### RAW RECORDS

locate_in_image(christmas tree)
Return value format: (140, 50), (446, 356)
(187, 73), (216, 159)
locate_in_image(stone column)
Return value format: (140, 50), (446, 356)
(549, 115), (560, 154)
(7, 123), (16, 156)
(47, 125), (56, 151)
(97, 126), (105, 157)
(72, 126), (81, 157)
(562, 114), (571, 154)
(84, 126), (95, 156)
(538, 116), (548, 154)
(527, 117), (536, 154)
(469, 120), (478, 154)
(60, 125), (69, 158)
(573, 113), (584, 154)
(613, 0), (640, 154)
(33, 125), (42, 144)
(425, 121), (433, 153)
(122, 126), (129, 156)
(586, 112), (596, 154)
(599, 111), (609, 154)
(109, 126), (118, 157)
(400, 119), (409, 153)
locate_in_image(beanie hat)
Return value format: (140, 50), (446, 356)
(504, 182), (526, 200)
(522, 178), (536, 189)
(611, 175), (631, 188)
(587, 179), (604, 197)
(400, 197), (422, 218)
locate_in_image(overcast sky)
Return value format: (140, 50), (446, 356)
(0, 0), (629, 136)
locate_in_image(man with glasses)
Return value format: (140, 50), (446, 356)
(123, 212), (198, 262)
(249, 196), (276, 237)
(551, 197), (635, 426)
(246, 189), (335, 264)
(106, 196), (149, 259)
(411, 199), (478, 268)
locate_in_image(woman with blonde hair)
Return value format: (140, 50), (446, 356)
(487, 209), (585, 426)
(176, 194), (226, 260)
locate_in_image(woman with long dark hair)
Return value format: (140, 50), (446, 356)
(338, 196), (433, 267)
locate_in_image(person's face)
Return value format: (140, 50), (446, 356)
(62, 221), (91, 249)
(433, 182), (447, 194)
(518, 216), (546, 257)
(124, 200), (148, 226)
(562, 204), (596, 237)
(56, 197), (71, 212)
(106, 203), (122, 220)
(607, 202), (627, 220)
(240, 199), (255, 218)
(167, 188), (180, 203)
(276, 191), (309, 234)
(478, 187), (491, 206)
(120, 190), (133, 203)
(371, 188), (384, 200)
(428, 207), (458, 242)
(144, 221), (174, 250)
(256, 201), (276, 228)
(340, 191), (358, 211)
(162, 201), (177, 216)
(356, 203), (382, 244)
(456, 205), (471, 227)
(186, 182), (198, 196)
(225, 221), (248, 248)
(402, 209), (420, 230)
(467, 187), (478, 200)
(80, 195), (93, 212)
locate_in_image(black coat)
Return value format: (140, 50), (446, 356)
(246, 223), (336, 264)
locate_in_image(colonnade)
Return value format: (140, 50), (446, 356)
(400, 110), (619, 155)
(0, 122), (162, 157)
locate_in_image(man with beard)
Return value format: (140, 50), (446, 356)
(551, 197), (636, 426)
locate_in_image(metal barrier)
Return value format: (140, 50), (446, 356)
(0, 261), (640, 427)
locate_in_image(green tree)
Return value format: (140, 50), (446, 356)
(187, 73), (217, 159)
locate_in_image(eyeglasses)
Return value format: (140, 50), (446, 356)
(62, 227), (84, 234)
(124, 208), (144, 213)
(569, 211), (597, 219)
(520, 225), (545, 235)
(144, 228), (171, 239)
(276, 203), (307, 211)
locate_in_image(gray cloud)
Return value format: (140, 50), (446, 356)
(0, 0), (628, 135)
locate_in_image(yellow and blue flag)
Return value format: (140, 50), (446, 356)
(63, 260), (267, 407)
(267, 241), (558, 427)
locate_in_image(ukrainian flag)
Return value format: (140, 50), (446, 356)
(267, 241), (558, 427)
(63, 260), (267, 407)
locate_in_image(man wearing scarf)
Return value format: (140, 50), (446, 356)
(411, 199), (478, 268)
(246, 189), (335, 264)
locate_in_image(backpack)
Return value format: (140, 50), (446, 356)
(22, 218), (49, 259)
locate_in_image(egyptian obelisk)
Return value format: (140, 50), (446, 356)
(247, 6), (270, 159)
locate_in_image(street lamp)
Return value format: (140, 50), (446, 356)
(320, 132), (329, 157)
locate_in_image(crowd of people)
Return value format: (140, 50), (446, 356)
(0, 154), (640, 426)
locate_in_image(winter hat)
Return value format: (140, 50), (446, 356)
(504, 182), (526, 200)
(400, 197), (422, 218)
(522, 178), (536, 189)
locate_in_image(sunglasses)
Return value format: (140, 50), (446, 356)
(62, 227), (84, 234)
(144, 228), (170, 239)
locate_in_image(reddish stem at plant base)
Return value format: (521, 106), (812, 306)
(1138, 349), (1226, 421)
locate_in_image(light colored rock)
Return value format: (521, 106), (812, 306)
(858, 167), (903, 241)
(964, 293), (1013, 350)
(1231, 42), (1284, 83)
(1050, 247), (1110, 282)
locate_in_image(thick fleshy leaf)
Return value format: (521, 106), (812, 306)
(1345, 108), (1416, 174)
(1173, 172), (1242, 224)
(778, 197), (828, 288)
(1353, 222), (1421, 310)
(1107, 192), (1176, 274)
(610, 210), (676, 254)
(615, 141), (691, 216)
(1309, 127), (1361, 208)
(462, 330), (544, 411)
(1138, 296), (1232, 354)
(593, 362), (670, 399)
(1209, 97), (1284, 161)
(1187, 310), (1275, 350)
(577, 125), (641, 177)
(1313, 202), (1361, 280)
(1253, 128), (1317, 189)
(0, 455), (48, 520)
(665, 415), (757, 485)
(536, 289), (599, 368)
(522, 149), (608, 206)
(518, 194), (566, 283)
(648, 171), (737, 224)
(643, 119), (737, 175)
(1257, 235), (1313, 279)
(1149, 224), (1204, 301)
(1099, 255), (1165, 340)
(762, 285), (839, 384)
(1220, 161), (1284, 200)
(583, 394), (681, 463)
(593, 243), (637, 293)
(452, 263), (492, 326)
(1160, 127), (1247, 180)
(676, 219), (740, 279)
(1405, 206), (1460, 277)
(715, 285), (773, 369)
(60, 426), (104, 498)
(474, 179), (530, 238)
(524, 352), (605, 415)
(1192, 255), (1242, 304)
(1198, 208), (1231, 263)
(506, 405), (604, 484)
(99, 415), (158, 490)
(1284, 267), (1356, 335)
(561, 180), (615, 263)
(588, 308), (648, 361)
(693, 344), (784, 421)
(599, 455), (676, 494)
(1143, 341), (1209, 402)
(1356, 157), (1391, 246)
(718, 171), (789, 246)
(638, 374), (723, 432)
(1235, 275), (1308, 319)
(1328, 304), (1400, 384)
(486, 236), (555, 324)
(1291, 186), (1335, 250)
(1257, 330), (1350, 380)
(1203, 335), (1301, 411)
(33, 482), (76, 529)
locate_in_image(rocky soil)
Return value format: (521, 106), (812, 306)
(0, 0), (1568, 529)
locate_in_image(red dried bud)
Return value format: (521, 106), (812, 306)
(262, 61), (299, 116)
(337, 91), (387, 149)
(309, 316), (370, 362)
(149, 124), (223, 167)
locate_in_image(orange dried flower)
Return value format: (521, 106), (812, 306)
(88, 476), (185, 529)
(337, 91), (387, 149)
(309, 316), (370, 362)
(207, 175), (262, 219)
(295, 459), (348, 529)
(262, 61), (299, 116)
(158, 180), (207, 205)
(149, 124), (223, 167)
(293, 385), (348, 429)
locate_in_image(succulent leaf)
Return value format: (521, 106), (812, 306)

### STATED TASK
Select each line of the records that contains the string "flag", treating uppercase and lowercase letters as distinct.

### SOLUTION TO THE PROBLEM
locate_in_image(yellow and blue flag)
locate_in_image(ukrainian flag)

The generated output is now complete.